# BRIEF
Show each line in the records that contains the word "panel", copying every such line in full.

# RECORDED INFORMATION
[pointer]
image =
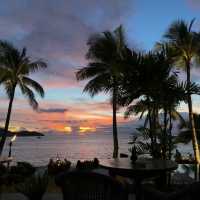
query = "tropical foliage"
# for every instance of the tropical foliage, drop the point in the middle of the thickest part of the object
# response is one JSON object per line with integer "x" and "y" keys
{"x": 104, "y": 71}
{"x": 16, "y": 68}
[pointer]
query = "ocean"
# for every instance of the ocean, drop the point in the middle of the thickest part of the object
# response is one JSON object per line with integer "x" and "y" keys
{"x": 74, "y": 146}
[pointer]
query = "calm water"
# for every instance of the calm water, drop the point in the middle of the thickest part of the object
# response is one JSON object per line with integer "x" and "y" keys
{"x": 73, "y": 147}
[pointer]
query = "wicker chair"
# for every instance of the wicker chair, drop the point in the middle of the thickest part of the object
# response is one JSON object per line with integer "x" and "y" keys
{"x": 188, "y": 192}
{"x": 82, "y": 185}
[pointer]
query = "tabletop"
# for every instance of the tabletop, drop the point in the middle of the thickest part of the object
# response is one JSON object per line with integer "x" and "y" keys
{"x": 4, "y": 159}
{"x": 140, "y": 166}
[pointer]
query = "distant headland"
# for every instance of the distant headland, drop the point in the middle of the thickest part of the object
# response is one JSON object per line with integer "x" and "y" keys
{"x": 21, "y": 133}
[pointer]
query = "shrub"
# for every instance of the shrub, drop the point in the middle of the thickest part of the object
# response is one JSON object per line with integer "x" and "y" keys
{"x": 34, "y": 187}
{"x": 55, "y": 167}
{"x": 87, "y": 164}
{"x": 3, "y": 169}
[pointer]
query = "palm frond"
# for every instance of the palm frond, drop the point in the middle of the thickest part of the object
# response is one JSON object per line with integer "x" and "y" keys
{"x": 98, "y": 84}
{"x": 29, "y": 95}
{"x": 35, "y": 85}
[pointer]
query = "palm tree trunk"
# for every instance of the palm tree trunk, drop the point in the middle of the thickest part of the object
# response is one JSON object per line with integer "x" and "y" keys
{"x": 115, "y": 138}
{"x": 164, "y": 142}
{"x": 191, "y": 118}
{"x": 3, "y": 139}
{"x": 170, "y": 134}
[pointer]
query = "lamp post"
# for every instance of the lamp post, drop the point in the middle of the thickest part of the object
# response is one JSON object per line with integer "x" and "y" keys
{"x": 10, "y": 145}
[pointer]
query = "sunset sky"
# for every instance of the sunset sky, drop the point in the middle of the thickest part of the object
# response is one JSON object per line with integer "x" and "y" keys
{"x": 57, "y": 31}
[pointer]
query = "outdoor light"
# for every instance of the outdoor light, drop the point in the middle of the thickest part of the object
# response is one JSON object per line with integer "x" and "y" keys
{"x": 10, "y": 144}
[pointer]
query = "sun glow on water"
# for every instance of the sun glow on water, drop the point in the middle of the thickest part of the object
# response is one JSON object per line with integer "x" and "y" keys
{"x": 68, "y": 129}
{"x": 83, "y": 129}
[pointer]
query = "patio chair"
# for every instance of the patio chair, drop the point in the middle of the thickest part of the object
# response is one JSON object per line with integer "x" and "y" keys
{"x": 82, "y": 185}
{"x": 188, "y": 192}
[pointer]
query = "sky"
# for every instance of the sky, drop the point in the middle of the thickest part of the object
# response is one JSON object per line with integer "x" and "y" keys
{"x": 57, "y": 31}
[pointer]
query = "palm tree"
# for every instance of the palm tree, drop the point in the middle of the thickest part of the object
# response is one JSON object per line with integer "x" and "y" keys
{"x": 185, "y": 135}
{"x": 15, "y": 67}
{"x": 105, "y": 57}
{"x": 186, "y": 46}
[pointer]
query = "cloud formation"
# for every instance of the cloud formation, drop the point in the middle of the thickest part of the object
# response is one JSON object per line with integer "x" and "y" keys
{"x": 53, "y": 110}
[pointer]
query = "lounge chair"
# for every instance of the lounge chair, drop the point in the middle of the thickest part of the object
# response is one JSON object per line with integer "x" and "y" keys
{"x": 188, "y": 192}
{"x": 82, "y": 185}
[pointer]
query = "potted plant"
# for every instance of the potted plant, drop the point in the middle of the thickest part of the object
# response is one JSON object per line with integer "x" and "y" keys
{"x": 133, "y": 156}
{"x": 34, "y": 187}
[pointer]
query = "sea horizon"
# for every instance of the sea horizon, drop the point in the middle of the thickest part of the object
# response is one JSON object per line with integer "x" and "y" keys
{"x": 74, "y": 146}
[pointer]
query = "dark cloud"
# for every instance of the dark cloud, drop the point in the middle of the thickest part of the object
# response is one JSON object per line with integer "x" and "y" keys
{"x": 194, "y": 4}
{"x": 53, "y": 110}
{"x": 58, "y": 30}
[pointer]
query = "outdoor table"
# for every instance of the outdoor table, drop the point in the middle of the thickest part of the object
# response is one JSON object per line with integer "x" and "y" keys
{"x": 6, "y": 160}
{"x": 140, "y": 170}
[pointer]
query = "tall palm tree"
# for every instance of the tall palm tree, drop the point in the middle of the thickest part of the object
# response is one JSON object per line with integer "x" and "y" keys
{"x": 105, "y": 57}
{"x": 16, "y": 67}
{"x": 185, "y": 135}
{"x": 186, "y": 46}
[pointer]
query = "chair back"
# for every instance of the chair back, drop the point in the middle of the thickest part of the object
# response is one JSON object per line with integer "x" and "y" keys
{"x": 82, "y": 185}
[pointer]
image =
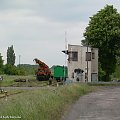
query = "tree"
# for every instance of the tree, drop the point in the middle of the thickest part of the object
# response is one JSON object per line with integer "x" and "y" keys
{"x": 10, "y": 56}
{"x": 1, "y": 64}
{"x": 103, "y": 32}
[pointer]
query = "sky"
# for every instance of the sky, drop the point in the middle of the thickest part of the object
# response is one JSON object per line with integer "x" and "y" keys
{"x": 36, "y": 28}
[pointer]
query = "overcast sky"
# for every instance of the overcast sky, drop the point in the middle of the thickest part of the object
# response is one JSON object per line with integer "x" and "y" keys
{"x": 36, "y": 28}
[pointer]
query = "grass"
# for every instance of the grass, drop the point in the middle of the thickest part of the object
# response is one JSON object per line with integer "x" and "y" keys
{"x": 116, "y": 75}
{"x": 8, "y": 80}
{"x": 43, "y": 104}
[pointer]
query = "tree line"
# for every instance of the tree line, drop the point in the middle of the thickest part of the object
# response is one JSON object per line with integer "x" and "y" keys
{"x": 10, "y": 69}
{"x": 103, "y": 32}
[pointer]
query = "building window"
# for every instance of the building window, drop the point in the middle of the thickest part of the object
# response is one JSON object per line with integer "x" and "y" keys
{"x": 88, "y": 56}
{"x": 73, "y": 56}
{"x": 93, "y": 55}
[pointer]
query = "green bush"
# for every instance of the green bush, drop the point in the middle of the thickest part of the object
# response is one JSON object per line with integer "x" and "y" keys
{"x": 12, "y": 70}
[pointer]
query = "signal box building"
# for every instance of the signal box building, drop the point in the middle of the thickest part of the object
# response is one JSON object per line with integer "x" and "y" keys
{"x": 82, "y": 63}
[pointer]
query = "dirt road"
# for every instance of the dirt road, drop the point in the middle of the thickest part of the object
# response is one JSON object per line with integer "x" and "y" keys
{"x": 100, "y": 105}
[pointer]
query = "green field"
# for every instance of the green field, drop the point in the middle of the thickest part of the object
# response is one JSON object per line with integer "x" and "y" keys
{"x": 8, "y": 80}
{"x": 43, "y": 104}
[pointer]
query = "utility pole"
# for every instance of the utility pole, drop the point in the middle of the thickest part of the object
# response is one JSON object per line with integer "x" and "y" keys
{"x": 65, "y": 55}
{"x": 87, "y": 62}
{"x": 19, "y": 60}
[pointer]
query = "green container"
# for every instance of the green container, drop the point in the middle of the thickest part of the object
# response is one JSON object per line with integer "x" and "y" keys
{"x": 60, "y": 72}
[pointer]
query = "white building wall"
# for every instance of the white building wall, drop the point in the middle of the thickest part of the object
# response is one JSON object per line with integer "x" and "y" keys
{"x": 82, "y": 63}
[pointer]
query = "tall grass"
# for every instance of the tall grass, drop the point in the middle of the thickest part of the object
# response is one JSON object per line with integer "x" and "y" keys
{"x": 116, "y": 74}
{"x": 43, "y": 104}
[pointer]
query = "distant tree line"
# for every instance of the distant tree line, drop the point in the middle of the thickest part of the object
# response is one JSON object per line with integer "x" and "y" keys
{"x": 10, "y": 69}
{"x": 103, "y": 32}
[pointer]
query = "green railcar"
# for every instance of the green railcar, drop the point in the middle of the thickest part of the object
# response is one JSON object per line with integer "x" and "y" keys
{"x": 60, "y": 72}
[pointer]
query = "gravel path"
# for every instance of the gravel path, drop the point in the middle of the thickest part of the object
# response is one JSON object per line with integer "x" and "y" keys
{"x": 100, "y": 105}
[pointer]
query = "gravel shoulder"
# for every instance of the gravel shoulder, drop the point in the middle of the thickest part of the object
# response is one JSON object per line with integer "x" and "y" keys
{"x": 99, "y": 105}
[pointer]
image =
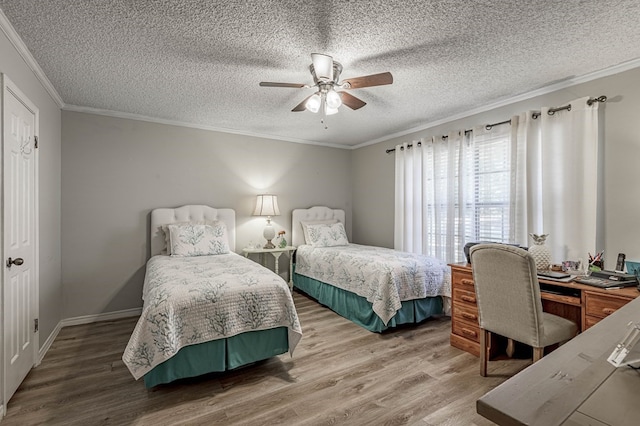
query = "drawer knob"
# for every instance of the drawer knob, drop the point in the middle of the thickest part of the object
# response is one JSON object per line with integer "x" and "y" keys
{"x": 469, "y": 316}
{"x": 469, "y": 332}
{"x": 469, "y": 299}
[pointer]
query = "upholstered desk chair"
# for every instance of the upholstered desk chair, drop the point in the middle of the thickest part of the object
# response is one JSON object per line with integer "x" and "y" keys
{"x": 508, "y": 298}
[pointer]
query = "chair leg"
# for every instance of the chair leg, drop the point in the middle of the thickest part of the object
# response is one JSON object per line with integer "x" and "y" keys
{"x": 538, "y": 353}
{"x": 511, "y": 348}
{"x": 485, "y": 338}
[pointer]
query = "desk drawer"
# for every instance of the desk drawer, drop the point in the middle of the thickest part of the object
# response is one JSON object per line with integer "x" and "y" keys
{"x": 464, "y": 297}
{"x": 601, "y": 305}
{"x": 463, "y": 280}
{"x": 465, "y": 312}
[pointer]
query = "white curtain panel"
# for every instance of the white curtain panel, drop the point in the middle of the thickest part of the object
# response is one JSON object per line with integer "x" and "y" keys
{"x": 500, "y": 184}
{"x": 568, "y": 167}
{"x": 408, "y": 197}
{"x": 427, "y": 181}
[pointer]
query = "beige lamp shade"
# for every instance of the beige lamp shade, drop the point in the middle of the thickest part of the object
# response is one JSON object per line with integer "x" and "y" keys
{"x": 267, "y": 205}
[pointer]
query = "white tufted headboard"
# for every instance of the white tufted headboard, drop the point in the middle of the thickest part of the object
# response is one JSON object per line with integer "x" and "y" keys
{"x": 189, "y": 213}
{"x": 311, "y": 214}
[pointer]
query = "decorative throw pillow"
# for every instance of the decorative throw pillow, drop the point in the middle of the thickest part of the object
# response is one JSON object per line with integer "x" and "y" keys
{"x": 198, "y": 240}
{"x": 167, "y": 235}
{"x": 305, "y": 228}
{"x": 328, "y": 235}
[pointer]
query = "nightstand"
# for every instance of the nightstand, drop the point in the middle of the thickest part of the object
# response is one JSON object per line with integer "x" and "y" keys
{"x": 276, "y": 253}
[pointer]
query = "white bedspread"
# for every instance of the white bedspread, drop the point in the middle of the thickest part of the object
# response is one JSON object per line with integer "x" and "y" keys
{"x": 383, "y": 276}
{"x": 191, "y": 300}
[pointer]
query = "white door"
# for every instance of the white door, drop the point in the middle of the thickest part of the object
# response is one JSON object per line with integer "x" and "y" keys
{"x": 20, "y": 238}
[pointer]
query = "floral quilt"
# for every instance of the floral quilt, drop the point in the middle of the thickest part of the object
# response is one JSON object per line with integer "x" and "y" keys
{"x": 190, "y": 300}
{"x": 383, "y": 276}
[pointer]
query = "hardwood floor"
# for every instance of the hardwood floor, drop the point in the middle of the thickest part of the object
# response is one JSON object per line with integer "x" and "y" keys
{"x": 339, "y": 374}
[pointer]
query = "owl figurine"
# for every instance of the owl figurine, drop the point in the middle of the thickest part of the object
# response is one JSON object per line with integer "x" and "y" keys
{"x": 540, "y": 252}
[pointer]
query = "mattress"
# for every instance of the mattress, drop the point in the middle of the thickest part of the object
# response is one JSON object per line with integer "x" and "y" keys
{"x": 192, "y": 300}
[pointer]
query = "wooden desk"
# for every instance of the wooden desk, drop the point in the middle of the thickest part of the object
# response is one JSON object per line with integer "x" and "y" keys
{"x": 583, "y": 304}
{"x": 574, "y": 385}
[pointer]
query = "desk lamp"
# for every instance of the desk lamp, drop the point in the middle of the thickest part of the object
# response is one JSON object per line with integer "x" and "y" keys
{"x": 267, "y": 205}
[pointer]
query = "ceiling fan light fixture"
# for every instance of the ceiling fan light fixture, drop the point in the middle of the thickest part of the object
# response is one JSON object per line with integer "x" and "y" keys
{"x": 333, "y": 100}
{"x": 313, "y": 103}
{"x": 331, "y": 111}
{"x": 323, "y": 66}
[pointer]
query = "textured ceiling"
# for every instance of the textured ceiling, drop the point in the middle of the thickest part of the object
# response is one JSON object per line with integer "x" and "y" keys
{"x": 200, "y": 62}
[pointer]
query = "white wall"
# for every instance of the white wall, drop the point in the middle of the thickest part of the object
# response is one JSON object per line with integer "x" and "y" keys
{"x": 115, "y": 171}
{"x": 14, "y": 67}
{"x": 373, "y": 169}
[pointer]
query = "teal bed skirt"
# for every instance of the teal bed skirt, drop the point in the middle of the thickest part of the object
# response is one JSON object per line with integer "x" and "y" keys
{"x": 220, "y": 355}
{"x": 358, "y": 310}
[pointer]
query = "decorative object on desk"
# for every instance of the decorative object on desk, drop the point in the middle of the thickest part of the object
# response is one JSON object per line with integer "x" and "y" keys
{"x": 596, "y": 263}
{"x": 283, "y": 242}
{"x": 267, "y": 205}
{"x": 572, "y": 267}
{"x": 633, "y": 268}
{"x": 539, "y": 251}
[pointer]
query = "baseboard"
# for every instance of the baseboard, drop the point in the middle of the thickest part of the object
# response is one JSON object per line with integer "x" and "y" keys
{"x": 88, "y": 319}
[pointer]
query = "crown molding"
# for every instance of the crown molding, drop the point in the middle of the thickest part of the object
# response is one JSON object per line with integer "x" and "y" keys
{"x": 138, "y": 117}
{"x": 26, "y": 55}
{"x": 569, "y": 82}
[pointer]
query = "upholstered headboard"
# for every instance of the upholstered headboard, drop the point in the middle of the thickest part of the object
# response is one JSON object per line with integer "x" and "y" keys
{"x": 311, "y": 214}
{"x": 189, "y": 213}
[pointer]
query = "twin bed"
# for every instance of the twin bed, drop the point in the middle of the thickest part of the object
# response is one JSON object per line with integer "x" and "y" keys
{"x": 374, "y": 287}
{"x": 206, "y": 308}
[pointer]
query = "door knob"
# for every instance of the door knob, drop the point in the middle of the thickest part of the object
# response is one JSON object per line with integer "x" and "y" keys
{"x": 18, "y": 261}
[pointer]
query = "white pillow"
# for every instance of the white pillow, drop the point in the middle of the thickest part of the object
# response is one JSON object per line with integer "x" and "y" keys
{"x": 167, "y": 236}
{"x": 305, "y": 224}
{"x": 328, "y": 235}
{"x": 198, "y": 240}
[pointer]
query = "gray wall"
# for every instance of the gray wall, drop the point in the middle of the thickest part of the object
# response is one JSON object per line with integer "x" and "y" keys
{"x": 13, "y": 66}
{"x": 373, "y": 169}
{"x": 115, "y": 171}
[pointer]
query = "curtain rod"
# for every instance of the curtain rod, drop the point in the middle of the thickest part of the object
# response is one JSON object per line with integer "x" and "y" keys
{"x": 534, "y": 115}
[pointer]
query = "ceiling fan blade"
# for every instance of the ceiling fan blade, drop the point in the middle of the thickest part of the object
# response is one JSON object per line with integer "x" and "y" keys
{"x": 323, "y": 66}
{"x": 351, "y": 101}
{"x": 369, "y": 80}
{"x": 271, "y": 84}
{"x": 302, "y": 105}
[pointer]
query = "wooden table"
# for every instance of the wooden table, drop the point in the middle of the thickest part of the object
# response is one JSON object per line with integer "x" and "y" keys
{"x": 574, "y": 385}
{"x": 583, "y": 304}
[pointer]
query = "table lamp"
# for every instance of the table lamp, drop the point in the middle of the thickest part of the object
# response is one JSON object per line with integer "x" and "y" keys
{"x": 267, "y": 205}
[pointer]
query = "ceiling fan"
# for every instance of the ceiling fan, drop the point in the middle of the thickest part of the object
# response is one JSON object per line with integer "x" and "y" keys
{"x": 327, "y": 99}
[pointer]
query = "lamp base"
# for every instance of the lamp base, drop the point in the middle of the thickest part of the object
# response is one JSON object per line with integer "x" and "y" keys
{"x": 269, "y": 245}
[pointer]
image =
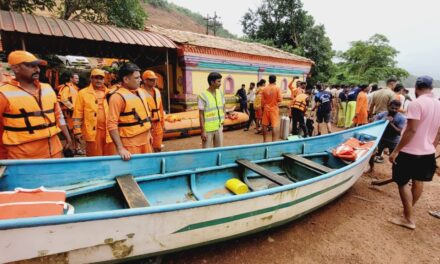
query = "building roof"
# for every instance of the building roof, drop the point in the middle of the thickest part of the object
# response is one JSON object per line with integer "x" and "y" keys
{"x": 196, "y": 39}
{"x": 31, "y": 24}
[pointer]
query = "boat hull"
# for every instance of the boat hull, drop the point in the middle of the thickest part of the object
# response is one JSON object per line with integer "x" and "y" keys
{"x": 157, "y": 233}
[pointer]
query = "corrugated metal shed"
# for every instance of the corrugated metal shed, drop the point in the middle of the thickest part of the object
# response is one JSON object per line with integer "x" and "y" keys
{"x": 201, "y": 40}
{"x": 31, "y": 24}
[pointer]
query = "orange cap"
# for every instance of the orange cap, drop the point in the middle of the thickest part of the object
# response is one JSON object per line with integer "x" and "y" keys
{"x": 22, "y": 56}
{"x": 97, "y": 72}
{"x": 149, "y": 75}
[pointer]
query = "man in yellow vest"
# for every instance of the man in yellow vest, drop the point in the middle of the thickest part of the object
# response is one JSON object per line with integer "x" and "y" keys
{"x": 154, "y": 100}
{"x": 211, "y": 103}
{"x": 29, "y": 112}
{"x": 67, "y": 97}
{"x": 299, "y": 107}
{"x": 129, "y": 120}
{"x": 90, "y": 117}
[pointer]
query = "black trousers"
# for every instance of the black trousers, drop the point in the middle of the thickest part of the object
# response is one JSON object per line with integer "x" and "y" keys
{"x": 298, "y": 117}
{"x": 251, "y": 115}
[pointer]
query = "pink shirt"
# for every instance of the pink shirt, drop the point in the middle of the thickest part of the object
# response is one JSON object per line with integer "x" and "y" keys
{"x": 426, "y": 109}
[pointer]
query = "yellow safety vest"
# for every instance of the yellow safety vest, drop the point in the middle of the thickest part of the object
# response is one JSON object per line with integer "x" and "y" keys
{"x": 257, "y": 101}
{"x": 213, "y": 111}
{"x": 300, "y": 102}
{"x": 154, "y": 103}
{"x": 28, "y": 119}
{"x": 135, "y": 119}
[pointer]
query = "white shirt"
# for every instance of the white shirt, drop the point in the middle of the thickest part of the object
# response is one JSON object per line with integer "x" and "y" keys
{"x": 251, "y": 95}
{"x": 201, "y": 103}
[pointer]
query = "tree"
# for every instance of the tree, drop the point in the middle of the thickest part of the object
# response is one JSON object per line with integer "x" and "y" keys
{"x": 27, "y": 5}
{"x": 289, "y": 27}
{"x": 368, "y": 61}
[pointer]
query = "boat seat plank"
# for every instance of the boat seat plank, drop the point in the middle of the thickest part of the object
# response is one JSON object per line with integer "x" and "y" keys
{"x": 263, "y": 172}
{"x": 132, "y": 192}
{"x": 308, "y": 163}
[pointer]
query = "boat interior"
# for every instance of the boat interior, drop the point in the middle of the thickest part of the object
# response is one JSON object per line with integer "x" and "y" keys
{"x": 202, "y": 184}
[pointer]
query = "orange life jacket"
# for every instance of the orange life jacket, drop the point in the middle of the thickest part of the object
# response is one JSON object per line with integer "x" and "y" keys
{"x": 28, "y": 119}
{"x": 32, "y": 202}
{"x": 70, "y": 97}
{"x": 136, "y": 116}
{"x": 300, "y": 102}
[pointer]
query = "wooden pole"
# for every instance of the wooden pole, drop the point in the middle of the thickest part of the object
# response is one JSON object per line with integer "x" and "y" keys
{"x": 23, "y": 44}
{"x": 168, "y": 85}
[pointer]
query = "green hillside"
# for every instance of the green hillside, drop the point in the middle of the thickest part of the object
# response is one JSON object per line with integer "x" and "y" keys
{"x": 411, "y": 80}
{"x": 196, "y": 17}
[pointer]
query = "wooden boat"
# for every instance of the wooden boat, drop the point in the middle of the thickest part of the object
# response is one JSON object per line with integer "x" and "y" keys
{"x": 187, "y": 124}
{"x": 178, "y": 199}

# SOLUTION TO THIS PROBLEM
query = "white curtain panel"
# for every instance of the white curtain panel, drop the point in the middle of the thickest part of the object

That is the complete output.